▶ Work order
Only the lines from the beginning of the entries through the one that holds "Annotation task — mark the tree trunk" may appear in the answer, written out exactly and free of pictures.

Region pointing data:

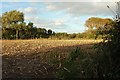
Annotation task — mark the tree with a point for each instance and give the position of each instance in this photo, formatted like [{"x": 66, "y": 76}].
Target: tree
[
  {"x": 49, "y": 31},
  {"x": 98, "y": 26},
  {"x": 13, "y": 19}
]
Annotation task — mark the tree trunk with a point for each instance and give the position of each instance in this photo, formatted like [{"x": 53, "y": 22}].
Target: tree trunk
[{"x": 17, "y": 34}]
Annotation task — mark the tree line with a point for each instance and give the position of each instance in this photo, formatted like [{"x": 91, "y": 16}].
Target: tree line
[{"x": 15, "y": 27}]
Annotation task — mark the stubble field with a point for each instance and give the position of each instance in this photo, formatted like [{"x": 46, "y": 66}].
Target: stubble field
[{"x": 36, "y": 58}]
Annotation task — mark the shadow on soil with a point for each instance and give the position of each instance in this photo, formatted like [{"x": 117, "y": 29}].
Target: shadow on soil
[{"x": 36, "y": 65}]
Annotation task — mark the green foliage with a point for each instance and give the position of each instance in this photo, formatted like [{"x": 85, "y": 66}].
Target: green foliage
[{"x": 109, "y": 58}]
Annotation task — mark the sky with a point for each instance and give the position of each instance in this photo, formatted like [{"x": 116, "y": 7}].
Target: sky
[{"x": 62, "y": 16}]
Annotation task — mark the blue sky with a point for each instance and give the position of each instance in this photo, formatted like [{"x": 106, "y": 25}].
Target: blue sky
[{"x": 67, "y": 17}]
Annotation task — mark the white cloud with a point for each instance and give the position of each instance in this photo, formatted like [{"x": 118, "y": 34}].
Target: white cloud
[
  {"x": 29, "y": 10},
  {"x": 59, "y": 0},
  {"x": 81, "y": 8},
  {"x": 39, "y": 22}
]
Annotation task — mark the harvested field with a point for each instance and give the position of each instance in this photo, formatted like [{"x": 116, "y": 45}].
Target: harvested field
[{"x": 33, "y": 58}]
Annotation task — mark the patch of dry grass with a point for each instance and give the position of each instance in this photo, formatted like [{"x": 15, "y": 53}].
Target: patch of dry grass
[{"x": 31, "y": 58}]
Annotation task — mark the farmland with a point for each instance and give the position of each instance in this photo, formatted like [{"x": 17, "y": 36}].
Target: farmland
[{"x": 34, "y": 58}]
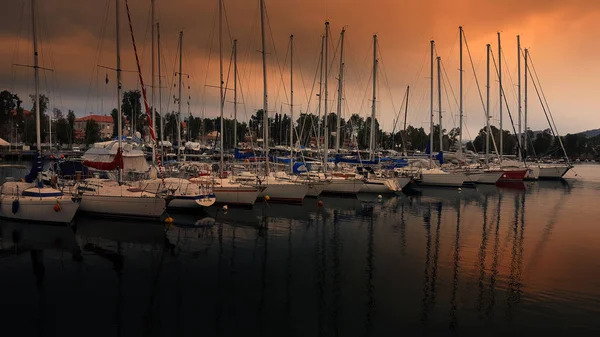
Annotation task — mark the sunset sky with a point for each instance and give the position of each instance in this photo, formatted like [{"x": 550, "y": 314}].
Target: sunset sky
[{"x": 76, "y": 36}]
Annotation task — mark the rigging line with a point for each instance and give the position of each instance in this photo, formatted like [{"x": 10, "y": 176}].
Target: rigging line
[
  {"x": 17, "y": 43},
  {"x": 98, "y": 49},
  {"x": 277, "y": 61},
  {"x": 474, "y": 73},
  {"x": 543, "y": 96},
  {"x": 387, "y": 83},
  {"x": 210, "y": 45}
]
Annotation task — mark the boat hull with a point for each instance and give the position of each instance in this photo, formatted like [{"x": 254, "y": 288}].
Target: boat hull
[
  {"x": 192, "y": 202},
  {"x": 288, "y": 193},
  {"x": 379, "y": 186},
  {"x": 344, "y": 186},
  {"x": 553, "y": 172},
  {"x": 512, "y": 175},
  {"x": 236, "y": 195},
  {"x": 315, "y": 188},
  {"x": 37, "y": 209},
  {"x": 123, "y": 206},
  {"x": 443, "y": 180}
]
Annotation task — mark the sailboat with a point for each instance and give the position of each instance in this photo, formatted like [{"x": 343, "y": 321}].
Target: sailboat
[
  {"x": 275, "y": 189},
  {"x": 436, "y": 176},
  {"x": 374, "y": 183},
  {"x": 113, "y": 198},
  {"x": 30, "y": 200}
]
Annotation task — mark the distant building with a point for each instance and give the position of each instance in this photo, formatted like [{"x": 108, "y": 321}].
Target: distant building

▶ Result of the task
Annotation task — mark the tree with a point for each instance and give the position of each instance in this photo, formatted like [{"x": 66, "y": 76}].
Target: tree
[
  {"x": 49, "y": 31},
  {"x": 98, "y": 26},
  {"x": 13, "y": 19}
]
Annotation task — mark the tree trunk with a point for each instance and give the position of each instance in this photo, formatted like [{"x": 53, "y": 22}].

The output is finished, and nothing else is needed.